DOCUMENT SEGMENT =>
* Begin *
# via tech 3038 pci to usb universal host controller



## Stiffler (Apr 7, 2002)

I am getting a conflict message under the device manager with my via tech 3038 pci to usb universal host controller. It has a yellow exclamation point next to it. When I press the properties button, it displays the following error.

The ntkern.vxd device loader(s) for this device could not load the device driver. (code 2)

I am currently running windows 98se. This entire problem started after I updated my bios. I had to update the bios because I was installing an 80gig hard drive and the bios would only recognize 32gigs of the drive.

I have downloaded every driver in the universe and still can't get the stupid thing to work right. This problem has caused all of my usb devices to stop working.

HELP!!!!!!


----------



## IMM (Feb 1, 2002)

Is the USB filter patch among the things you've tried?
http://www.viaarena.com/?PageID=71#usb

I'm guessing that the M$ IDE cache package is already installed.


----------



## Stiffler (Apr 7, 2002)

Yah I already tried the filter patch.

Thanks


----------



## Stiffler (Apr 7, 2002)

Come on all you computer guru's, I need help on this!


----------



## Byteman (Jan 24, 2002)

If you have recently reinstalled Windows, did you make sure to get current drivers for the VIA chipset from the site?
Main VIA site: http://www.viatech.com/en/index/index.jsp

and more tech support here: http://www.viaarena.com/?PageID=1

Sounds like just a chipset driver problem- some systems have trouble with AMD processors, I have one of those myself, took some experimenting with the versions of 4-in1 drivers to fix it.
There are known issues posted at Microsoft about USB on VIA based boards, also. Have you tried the "IDE Performance Drivers" found at viatech, page 2?

Sometimes the only way to cure USB problems is to uninstall all the USB devices from Safe Mode, reinstall, and have drivers ready, then install an USB device such as a printer, to get the system functioning, and it might take more than one removal/reinstall to do this. USB installs/removals are tricky, and if you have tried some devices but not followed the step by steps, you may have to try the Safe Mode method to remove and install all USB chip devices to get anything to work. If there are any hardware devices, printers or scanners, you may have to also remove them and their drivers, first, this is also a step by step thing, follow the manufacturer's guidleines for this. Good luck!


----------
* End *
[Source records]
* Begin *
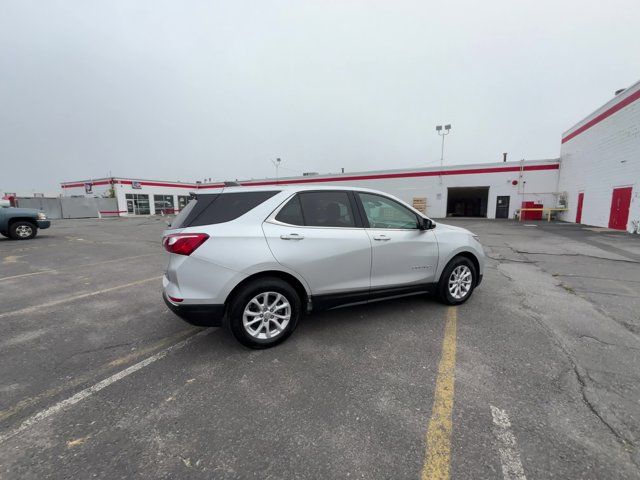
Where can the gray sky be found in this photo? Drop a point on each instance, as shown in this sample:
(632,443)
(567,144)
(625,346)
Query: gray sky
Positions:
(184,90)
* End *
* Begin *
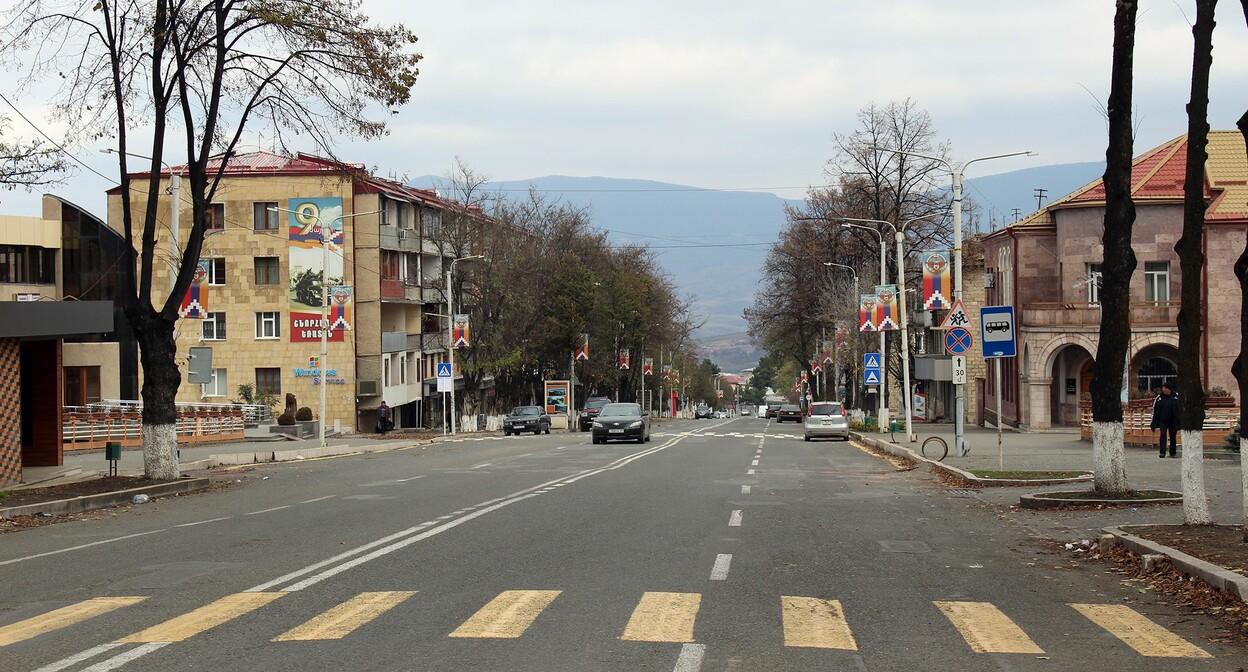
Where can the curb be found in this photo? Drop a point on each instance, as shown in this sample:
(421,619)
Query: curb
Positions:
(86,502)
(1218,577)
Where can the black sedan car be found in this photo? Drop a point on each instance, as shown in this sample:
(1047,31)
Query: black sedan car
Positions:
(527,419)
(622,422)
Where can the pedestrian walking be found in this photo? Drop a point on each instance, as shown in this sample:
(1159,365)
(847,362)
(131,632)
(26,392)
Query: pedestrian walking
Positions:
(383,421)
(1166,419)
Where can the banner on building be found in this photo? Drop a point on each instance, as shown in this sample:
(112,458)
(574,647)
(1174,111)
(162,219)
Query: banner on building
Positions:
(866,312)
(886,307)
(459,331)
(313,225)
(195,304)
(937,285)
* End *
TO DO =>
A. Decide whether each statement agrees with the USB controller thread, answering yes or no and quoting the deciding words: (i) the problem began after a BIOS update; (ii) the filter patch had not yet been tried; (iii) the BIOS recognized only 32 gigs of the drive.
B. Reproduce the USB controller thread between "I am currently" and "(Feb 1, 2002)", inclusive.
The data shown above plays no part in this work.

OUTPUTS =>
A.
(i) Yes: "This entire problem started after I updated my bios."
(ii) No: "Yah I already tried the filter patch."
(iii) Yes: "the bios would only recognize 32gigs of the drive."

B.
I am currently running windows 98se. This entire problem started after I updated my bios. I had to update the bios because I was installing an 80gig hard drive and the bios would only recognize 32gigs of the drive.

I have downloaded every driver in the universe and still can't get the stupid thing to work right. This problem has caused all of my usb devices to stop working.

HELP!!!!!!


----------



## IMM (Feb 1, 2002)